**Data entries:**
────────
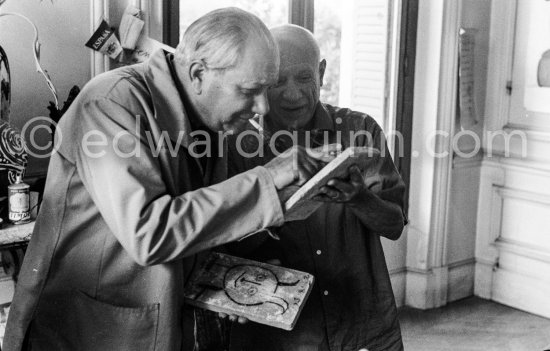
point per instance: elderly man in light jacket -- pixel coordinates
(137, 184)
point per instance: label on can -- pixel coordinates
(19, 204)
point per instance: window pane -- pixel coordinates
(272, 13)
(328, 32)
(357, 40)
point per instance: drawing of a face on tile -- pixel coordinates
(261, 292)
(250, 285)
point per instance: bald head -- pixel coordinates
(296, 44)
(294, 99)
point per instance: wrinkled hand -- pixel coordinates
(338, 190)
(298, 164)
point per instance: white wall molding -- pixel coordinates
(466, 163)
(523, 249)
(489, 216)
(446, 116)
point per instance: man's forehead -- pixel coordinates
(297, 67)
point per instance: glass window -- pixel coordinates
(273, 12)
(327, 28)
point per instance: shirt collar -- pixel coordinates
(321, 119)
(166, 94)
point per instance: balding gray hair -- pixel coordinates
(218, 38)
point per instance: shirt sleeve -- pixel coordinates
(123, 176)
(386, 182)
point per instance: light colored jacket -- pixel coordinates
(104, 269)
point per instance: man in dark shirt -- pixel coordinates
(352, 305)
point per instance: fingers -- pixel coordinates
(325, 153)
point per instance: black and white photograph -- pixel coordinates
(276, 175)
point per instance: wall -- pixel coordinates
(513, 239)
(444, 186)
(465, 177)
(63, 29)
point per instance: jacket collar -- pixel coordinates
(166, 94)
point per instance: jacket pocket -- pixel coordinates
(97, 325)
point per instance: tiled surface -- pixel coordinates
(473, 324)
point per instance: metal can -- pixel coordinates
(19, 202)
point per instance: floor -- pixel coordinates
(473, 324)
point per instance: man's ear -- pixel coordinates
(322, 67)
(196, 75)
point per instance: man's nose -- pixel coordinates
(261, 105)
(292, 92)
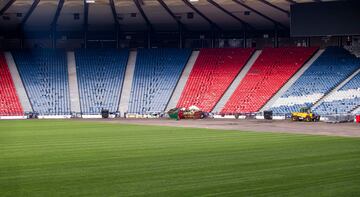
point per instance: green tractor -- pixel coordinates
(305, 114)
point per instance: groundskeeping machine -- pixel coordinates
(305, 114)
(192, 112)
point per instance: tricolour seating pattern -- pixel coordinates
(156, 74)
(343, 101)
(100, 74)
(212, 74)
(329, 70)
(273, 68)
(9, 101)
(45, 77)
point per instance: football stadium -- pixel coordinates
(179, 98)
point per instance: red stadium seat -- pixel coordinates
(9, 102)
(213, 72)
(273, 68)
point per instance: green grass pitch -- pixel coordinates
(73, 158)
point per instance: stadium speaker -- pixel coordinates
(105, 113)
(190, 15)
(268, 115)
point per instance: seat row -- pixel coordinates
(45, 77)
(328, 71)
(100, 74)
(156, 74)
(343, 101)
(9, 101)
(272, 69)
(212, 74)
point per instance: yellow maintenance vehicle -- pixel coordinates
(305, 114)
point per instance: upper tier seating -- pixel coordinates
(9, 101)
(157, 72)
(354, 50)
(212, 74)
(45, 77)
(343, 101)
(273, 68)
(329, 70)
(100, 75)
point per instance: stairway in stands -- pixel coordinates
(213, 72)
(328, 71)
(45, 77)
(342, 100)
(9, 101)
(100, 74)
(182, 81)
(129, 76)
(157, 72)
(273, 68)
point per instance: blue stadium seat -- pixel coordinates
(157, 72)
(100, 75)
(343, 101)
(329, 70)
(45, 77)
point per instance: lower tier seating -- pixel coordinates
(212, 74)
(329, 70)
(273, 68)
(157, 72)
(45, 77)
(9, 101)
(343, 101)
(100, 74)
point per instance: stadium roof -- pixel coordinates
(141, 15)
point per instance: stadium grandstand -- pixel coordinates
(288, 66)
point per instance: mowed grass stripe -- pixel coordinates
(69, 158)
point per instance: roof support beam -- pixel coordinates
(180, 24)
(113, 11)
(148, 23)
(276, 7)
(212, 24)
(28, 14)
(276, 23)
(117, 24)
(6, 7)
(54, 22)
(245, 24)
(291, 1)
(86, 22)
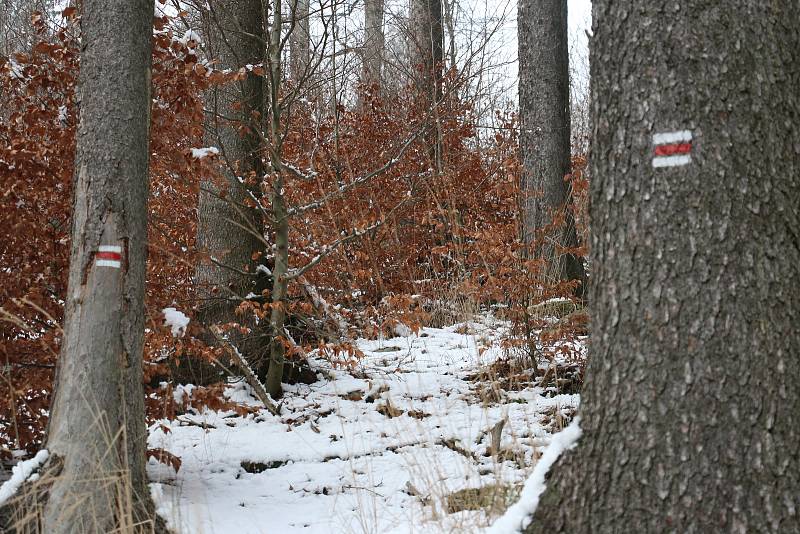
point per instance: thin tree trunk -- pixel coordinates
(545, 133)
(373, 46)
(691, 409)
(300, 42)
(230, 231)
(97, 421)
(427, 48)
(280, 283)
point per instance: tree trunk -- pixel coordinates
(280, 284)
(373, 45)
(545, 134)
(299, 42)
(427, 48)
(97, 421)
(691, 409)
(230, 231)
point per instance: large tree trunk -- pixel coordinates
(97, 421)
(299, 42)
(691, 409)
(228, 229)
(545, 135)
(372, 55)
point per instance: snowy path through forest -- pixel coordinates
(379, 452)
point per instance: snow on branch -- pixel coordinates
(20, 473)
(519, 515)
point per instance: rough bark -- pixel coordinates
(97, 421)
(545, 134)
(373, 47)
(280, 284)
(299, 42)
(427, 48)
(691, 409)
(227, 229)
────────
Every record should come back exactly as it is, though none of the pictures should.

**Result of the task:**
point per instance: elderly man in light jacket -- pixel coordinates
(137, 184)
point per instance: label on can -- pixel coordinates
(19, 204)
point per instance: window pane -- pixel coordinates
(272, 13)
(328, 32)
(357, 40)
point per instance: drawing of a face on tile -- pixel coordinates
(261, 292)
(250, 285)
point per instance: bald head -- pixel coordinates
(296, 44)
(294, 99)
point per instance: wrinkled hand -- pixel coordinates
(338, 190)
(298, 164)
point per instance: white wall molding -- pixel coordinates
(466, 163)
(523, 249)
(489, 216)
(446, 116)
point per instance: man's forehead -- pixel coordinates
(297, 67)
point per instance: glass window -- pixel coordinates
(273, 12)
(327, 28)
point per instance: shirt collar -- pixel coordinates
(321, 119)
(166, 94)
point per instance: balding gray hair -- pixel coordinates
(218, 38)
point per instance: shirt sleeve -- pixel coordinates
(123, 176)
(386, 182)
point per instance: light colored jacket -- pixel coordinates
(104, 269)
point per instance: man in dark shirt -- pixel coordinates
(352, 305)
point per instance: fingers -- pixel coordinates
(325, 153)
point per instance: black and white photograph -- pixel coordinates
(276, 175)
point per instance: wall -- pixel coordinates
(513, 239)
(444, 186)
(465, 177)
(63, 29)
point per instance: jacket collar -- pixel coordinates
(166, 94)
point per instance: jacket pocket -- pixel coordinates
(97, 325)
point per instance: tiled surface -- pixel coordinates
(473, 324)
point per instance: metal can -- pixel coordinates
(19, 202)
point per instance: floor -- pixel coordinates
(473, 324)
point per instance: man's ear -- pixel coordinates
(322, 67)
(196, 75)
point per instance: man's nose -- pixel coordinates
(261, 105)
(292, 92)
point per instance: green tractor -- pixel coordinates
(305, 114)
point per instance: groundskeeping machine -- pixel coordinates
(305, 114)
(192, 112)
point per instance: tricolour seating pattern -- pixel coordinates
(156, 74)
(343, 101)
(100, 74)
(212, 74)
(329, 70)
(273, 68)
(9, 101)
(45, 77)
point per instance: football stadium -- pixel coordinates
(179, 98)
point per instance: red stadium seat -- pixel coordinates
(9, 102)
(213, 72)
(273, 68)
point per instance: green grass pitch -- pixel coordinates
(73, 158)
point per instance: stadium speaker -- pixel coordinates
(105, 113)
(190, 15)
(268, 115)
point per instance: seat row -- pixel coordinates
(45, 77)
(328, 71)
(100, 74)
(156, 74)
(343, 101)
(9, 101)
(272, 69)
(212, 74)
point per instance: yellow maintenance vehicle -- pixel coordinates
(305, 114)
point per instance: upper tier seating -- pixel coordinates
(9, 101)
(157, 72)
(354, 50)
(212, 74)
(45, 77)
(343, 101)
(273, 68)
(329, 70)
(100, 75)
point per instance: stairway in stands -- pixel coordinates
(213, 72)
(328, 71)
(45, 77)
(342, 100)
(9, 101)
(100, 74)
(182, 81)
(129, 76)
(157, 72)
(273, 68)
point per instance: blue stadium seat -- pixel coordinates
(157, 72)
(100, 75)
(343, 101)
(329, 70)
(45, 77)
point per instance: lower tier seating -- pixel coordinates
(212, 74)
(329, 70)
(273, 68)
(157, 72)
(45, 77)
(9, 101)
(343, 101)
(100, 74)
point per instance: stadium roof -- pixel coordinates
(141, 15)
point per instance: stadium grandstand -- pixel coordinates
(288, 66)
point per instance: mowed grass stripe -- pixel coordinates
(69, 158)
point per instance: roof support beam -- pixel coordinates
(180, 24)
(113, 11)
(148, 23)
(276, 7)
(212, 24)
(28, 14)
(276, 23)
(117, 24)
(6, 7)
(54, 22)
(245, 24)
(291, 1)
(86, 22)
point per instance: thin tree trunk -- pixel coordinates
(545, 133)
(373, 46)
(691, 409)
(300, 42)
(230, 231)
(97, 421)
(427, 48)
(280, 283)
point per instance: tree trunk -- pixel coordinates
(280, 284)
(373, 45)
(545, 134)
(299, 42)
(427, 48)
(97, 421)
(691, 409)
(230, 231)
point per instance: large tree trunk -- pixel coordinates
(97, 421)
(299, 42)
(691, 409)
(228, 229)
(545, 135)
(372, 55)
point per instance: snowy path through forest -- pixel coordinates
(379, 452)
point per instance: snow on branch -- pixel coordinates
(20, 473)
(519, 515)
point per instance: rough bark -- pixel coordinates
(97, 421)
(545, 134)
(373, 47)
(280, 284)
(299, 42)
(427, 48)
(691, 409)
(227, 229)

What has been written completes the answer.